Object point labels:
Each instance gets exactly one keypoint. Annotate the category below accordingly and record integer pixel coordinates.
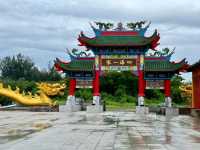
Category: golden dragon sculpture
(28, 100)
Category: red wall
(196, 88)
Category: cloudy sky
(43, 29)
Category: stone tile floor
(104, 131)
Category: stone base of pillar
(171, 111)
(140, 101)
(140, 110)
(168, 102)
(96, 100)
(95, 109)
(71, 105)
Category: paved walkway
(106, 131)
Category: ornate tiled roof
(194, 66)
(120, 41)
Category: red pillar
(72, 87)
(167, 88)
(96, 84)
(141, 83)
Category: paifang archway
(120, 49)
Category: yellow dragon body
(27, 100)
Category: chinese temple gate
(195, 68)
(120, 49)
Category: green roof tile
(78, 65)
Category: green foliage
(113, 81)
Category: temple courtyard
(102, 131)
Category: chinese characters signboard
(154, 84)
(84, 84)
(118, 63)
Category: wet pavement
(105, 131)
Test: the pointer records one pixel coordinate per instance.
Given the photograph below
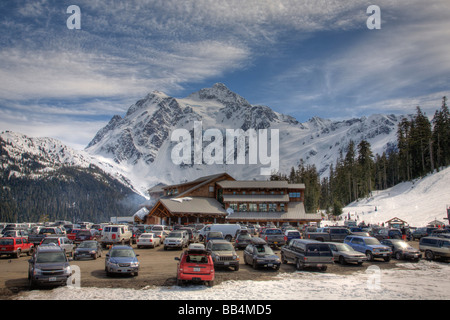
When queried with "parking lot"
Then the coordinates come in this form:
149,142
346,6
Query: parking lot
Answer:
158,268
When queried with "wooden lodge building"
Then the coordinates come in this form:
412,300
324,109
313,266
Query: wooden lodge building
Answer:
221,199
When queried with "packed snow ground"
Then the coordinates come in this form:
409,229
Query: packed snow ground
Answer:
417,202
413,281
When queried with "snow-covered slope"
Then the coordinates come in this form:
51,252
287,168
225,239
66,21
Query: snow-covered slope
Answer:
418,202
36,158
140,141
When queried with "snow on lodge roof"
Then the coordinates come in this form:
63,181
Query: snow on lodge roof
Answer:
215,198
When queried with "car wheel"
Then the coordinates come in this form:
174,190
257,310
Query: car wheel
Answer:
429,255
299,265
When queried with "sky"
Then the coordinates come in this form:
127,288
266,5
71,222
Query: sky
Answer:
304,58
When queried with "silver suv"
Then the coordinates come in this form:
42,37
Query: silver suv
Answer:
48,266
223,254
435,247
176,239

* * *

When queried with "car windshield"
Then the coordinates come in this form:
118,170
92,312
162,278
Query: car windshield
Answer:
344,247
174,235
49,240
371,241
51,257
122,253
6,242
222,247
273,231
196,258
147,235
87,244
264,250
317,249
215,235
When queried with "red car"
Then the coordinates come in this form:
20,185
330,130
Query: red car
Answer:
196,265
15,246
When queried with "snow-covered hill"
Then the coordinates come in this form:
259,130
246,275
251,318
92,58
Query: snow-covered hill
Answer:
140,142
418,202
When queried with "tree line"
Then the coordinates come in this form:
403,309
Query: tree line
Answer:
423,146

...

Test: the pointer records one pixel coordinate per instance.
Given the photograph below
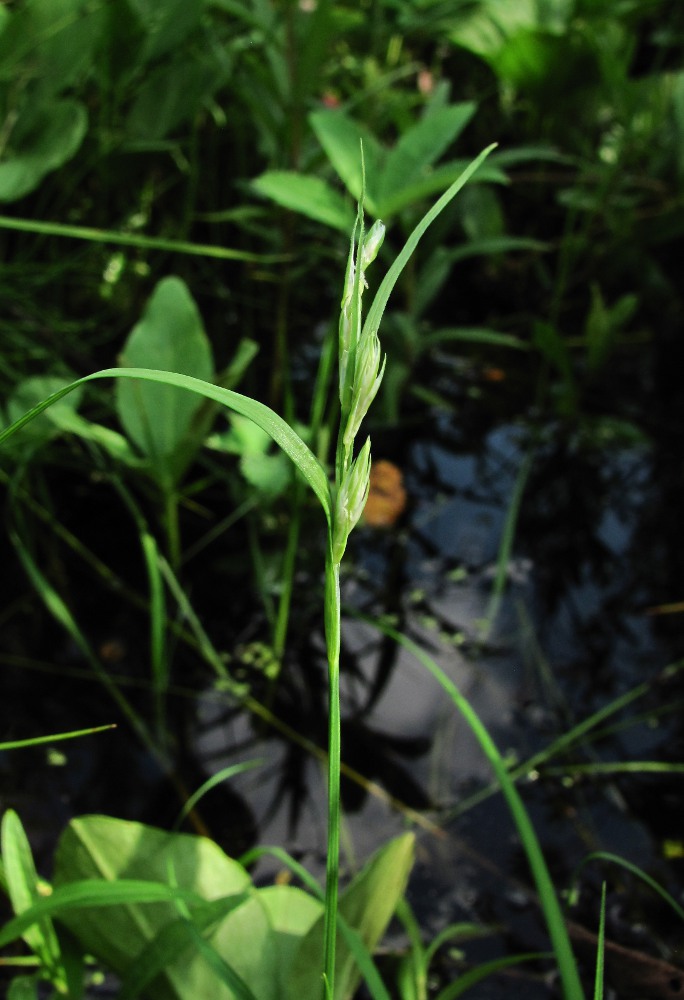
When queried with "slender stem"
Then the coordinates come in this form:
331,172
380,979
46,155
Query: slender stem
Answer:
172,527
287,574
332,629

**EXERCISE INSTRUCTIONS**: Return each line above that contains the word "silver".

**EXERCISE SOLUTION**:
When queried with "silver suv"
Query: silver suv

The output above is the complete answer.